*Excerpt*.

>> start

Frank Zahn was born in a tepee at the Redfish camp near the Cannon Ball River on this date in 1890. Like his father, he would enjoy a wide array of colorful and diverse careers.


William Zahn, Frank’s father, had been a soldier under General George Custer until his discharge in 1875. For the next three years, he drove bull-teams between Bismarck and Deadwood and also established a trading post on the Cannon Ball River. After a time, he joined Buffalo Bill’s Wild West Show as an interpreter and counted among his friends people like Calamity Jane, Father De Smet, Sitting Bull, Rain-in-the-Face, Gall, and noted mountain man, Jim Bridger.


Young Frank’s Indian name, Flying Cloud, came from his mother, Kize-win, daughter of the Sioux Chief Flying Cloud. After graduating from Carlisle Indian University, he fought in World War I and then spent two years attending Aaker’s Business College in Fargo. Frank had learned English and also his mother’s native Sioux dialect, so when he returned to Ft. Yates, he followed in his father’s footsteps and worked as an interpreter for such legends as White Bull, Red Tomahawk, General H.L. Scott, Queen Marie of Rumania, and President Herbert Hoover.

>> end

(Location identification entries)
>> start

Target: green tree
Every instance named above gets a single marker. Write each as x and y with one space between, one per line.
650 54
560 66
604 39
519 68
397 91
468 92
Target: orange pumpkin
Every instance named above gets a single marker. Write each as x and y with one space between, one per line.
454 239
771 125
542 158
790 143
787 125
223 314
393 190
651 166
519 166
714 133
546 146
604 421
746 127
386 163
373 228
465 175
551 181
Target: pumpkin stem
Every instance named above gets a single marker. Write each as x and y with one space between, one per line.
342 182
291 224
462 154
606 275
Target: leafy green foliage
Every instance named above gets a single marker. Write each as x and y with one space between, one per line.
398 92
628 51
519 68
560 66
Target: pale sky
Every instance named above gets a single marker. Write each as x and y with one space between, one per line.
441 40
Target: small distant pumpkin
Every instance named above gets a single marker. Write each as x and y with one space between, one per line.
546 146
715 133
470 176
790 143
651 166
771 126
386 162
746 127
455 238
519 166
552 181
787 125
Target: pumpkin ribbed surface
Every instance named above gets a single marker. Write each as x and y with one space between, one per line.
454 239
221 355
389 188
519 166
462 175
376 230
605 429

>> end
>> start

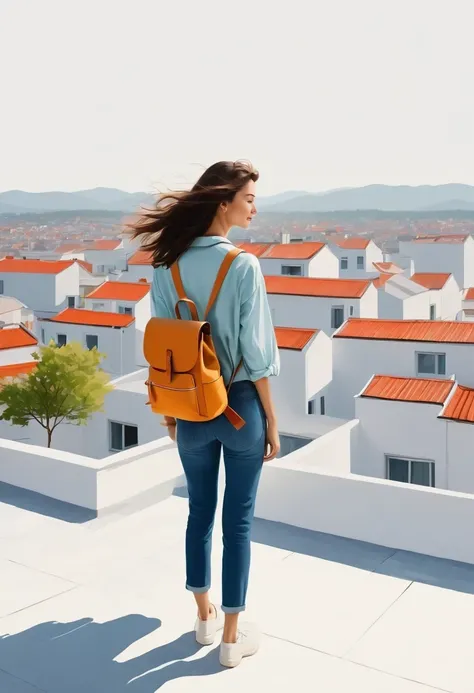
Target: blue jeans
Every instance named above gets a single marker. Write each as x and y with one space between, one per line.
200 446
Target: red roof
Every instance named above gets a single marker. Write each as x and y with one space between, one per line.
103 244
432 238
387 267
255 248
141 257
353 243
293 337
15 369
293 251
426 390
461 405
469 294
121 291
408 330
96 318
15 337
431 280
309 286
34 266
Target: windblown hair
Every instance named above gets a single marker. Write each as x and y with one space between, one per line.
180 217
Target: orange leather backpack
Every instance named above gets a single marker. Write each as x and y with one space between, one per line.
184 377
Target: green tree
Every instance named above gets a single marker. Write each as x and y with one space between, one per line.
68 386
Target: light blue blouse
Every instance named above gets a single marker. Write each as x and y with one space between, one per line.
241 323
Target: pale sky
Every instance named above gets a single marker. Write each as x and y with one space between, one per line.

>> end

*Problems*.
• a. Answer the following questions from the excerpt on Frank Zahn, marking each answer to match its question:
(i) Where was Frank Zahn born?
(ii) In what year was William Zahn discharged from service under General George Custer?
(iii) Which business college did Frank attend, and in what city?
• b. Return verbatim the part of the excerpt on Frank Zahn starting with "Frank Zahn was" and going on through "and diverse careers.".
The records have no connection to the text.

*Response list*.
• a.
(i) In a tepee at the Redfish camp near the Cannon Ball River.
(ii) 1875.
(iii) Aaker's Business College, in Fargo.

• b.
Frank Zahn was born in a tepee at the Redfish camp near the Cannon Ball River on this date in 1890. Like his father, he would enjoy a wide array of colorful and diverse careers.